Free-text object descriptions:
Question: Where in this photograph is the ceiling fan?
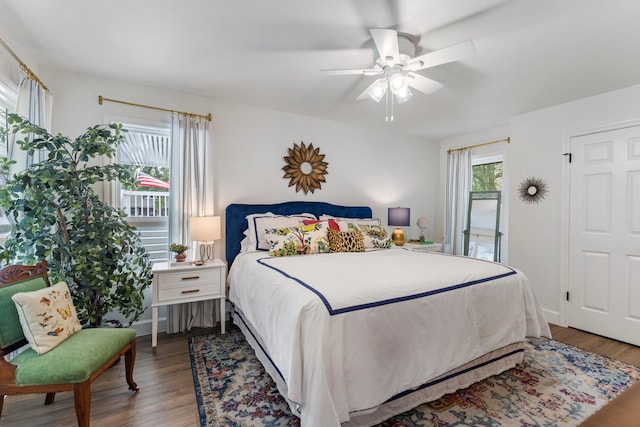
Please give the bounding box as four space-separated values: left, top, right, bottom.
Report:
322 28 475 121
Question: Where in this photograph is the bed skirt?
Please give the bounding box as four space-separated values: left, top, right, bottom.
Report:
234 311 525 427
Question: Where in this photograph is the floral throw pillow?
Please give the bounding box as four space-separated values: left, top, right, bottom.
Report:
343 223 393 249
327 229 365 253
303 218 340 231
265 223 330 256
12 281 82 355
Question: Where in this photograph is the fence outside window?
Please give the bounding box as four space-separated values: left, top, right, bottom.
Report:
121 190 169 218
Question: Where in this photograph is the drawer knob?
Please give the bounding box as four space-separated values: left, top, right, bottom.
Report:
181 289 200 294
181 276 200 281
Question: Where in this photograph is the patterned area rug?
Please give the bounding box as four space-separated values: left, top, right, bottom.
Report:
189 329 640 426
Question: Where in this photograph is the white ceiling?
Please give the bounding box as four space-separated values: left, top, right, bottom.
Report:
1 0 640 140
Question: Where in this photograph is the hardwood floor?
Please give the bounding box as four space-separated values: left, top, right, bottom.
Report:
548 324 640 367
1 328 213 427
1 324 639 426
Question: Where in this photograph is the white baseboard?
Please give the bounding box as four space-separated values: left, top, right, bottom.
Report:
543 308 563 327
129 317 166 337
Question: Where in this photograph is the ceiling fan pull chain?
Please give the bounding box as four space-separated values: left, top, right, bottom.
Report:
385 89 390 122
389 92 395 122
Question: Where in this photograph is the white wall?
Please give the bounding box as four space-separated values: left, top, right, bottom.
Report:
213 99 441 243
41 67 440 334
441 83 640 326
0 27 40 88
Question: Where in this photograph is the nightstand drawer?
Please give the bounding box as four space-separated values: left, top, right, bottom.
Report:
157 271 222 301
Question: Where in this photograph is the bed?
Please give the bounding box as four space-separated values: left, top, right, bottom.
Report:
226 201 551 427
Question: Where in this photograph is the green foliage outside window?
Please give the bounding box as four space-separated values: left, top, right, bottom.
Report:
472 162 503 191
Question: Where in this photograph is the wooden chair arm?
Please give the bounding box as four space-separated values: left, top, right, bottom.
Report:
0 356 17 385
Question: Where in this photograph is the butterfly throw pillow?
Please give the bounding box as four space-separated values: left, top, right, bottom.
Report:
12 281 82 355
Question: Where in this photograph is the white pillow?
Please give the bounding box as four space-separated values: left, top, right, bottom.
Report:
246 213 315 251
243 212 275 252
239 235 252 253
12 281 82 355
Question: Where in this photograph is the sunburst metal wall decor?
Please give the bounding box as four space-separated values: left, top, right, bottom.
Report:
282 141 329 194
518 176 548 204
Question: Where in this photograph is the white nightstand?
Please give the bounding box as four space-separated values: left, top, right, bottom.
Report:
402 242 443 252
151 259 227 348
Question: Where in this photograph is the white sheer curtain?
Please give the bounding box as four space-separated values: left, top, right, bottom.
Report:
444 149 471 255
11 77 52 169
166 113 216 333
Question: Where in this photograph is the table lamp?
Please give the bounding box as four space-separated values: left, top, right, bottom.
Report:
388 207 410 246
190 216 221 264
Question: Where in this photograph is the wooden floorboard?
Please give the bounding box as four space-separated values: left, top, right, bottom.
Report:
1 323 639 426
548 323 640 367
1 327 214 427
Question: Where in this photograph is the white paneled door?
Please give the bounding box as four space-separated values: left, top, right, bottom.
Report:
568 125 640 345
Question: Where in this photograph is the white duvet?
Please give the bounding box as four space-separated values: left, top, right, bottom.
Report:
228 248 551 426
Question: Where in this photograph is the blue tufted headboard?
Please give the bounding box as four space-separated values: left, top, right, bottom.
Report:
225 201 372 265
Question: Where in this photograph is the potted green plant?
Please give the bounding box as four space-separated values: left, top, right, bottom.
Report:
0 114 152 327
168 243 189 262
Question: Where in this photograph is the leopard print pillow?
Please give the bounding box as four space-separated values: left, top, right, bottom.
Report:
328 229 365 253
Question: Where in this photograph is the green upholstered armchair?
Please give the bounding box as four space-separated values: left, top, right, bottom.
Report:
0 261 139 426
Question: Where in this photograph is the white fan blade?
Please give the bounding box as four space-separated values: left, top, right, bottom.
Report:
321 68 381 76
406 72 444 95
370 28 399 64
406 39 475 71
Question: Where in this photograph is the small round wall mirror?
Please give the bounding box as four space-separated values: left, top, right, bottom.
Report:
300 162 312 175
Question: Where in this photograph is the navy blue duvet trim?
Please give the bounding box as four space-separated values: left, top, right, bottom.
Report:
257 258 335 313
257 257 517 316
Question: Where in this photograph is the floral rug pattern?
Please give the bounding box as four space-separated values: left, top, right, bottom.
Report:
189 330 640 427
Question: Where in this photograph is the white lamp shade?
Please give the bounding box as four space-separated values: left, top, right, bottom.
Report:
190 216 221 241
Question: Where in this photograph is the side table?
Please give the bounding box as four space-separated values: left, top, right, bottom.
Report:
151 259 226 348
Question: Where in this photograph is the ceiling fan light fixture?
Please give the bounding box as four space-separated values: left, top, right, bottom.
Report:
388 72 407 92
394 86 413 104
388 72 412 103
366 78 388 103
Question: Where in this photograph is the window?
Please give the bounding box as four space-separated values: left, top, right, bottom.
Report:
0 75 17 157
114 123 171 262
465 154 505 262
0 74 18 235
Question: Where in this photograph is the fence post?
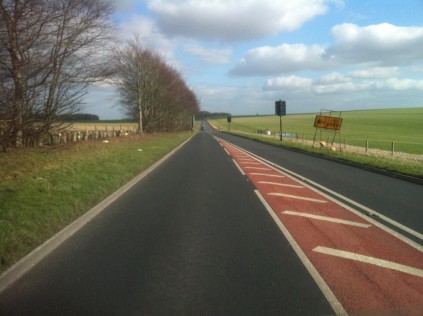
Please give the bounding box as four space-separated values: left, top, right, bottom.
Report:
391 141 395 156
365 140 368 153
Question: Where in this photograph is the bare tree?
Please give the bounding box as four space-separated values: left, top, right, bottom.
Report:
0 0 115 150
113 37 199 133
113 37 159 134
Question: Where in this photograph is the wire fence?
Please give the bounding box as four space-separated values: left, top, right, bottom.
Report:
20 125 139 147
255 129 423 160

● Exercise
From the data above, return every line from the line that has "Question: Where in this photograph is the bed?" up to and including the line that has "Question: Where in this photograph is the green foliage", exactly.

● Expected answer
Question: Where in this photograph is the bed?
Please give the bounding box as four space-separated values: left, top, right, bottom.
Report:
226 201 551 427
Question: Where in this photograph is the green foliage outside window?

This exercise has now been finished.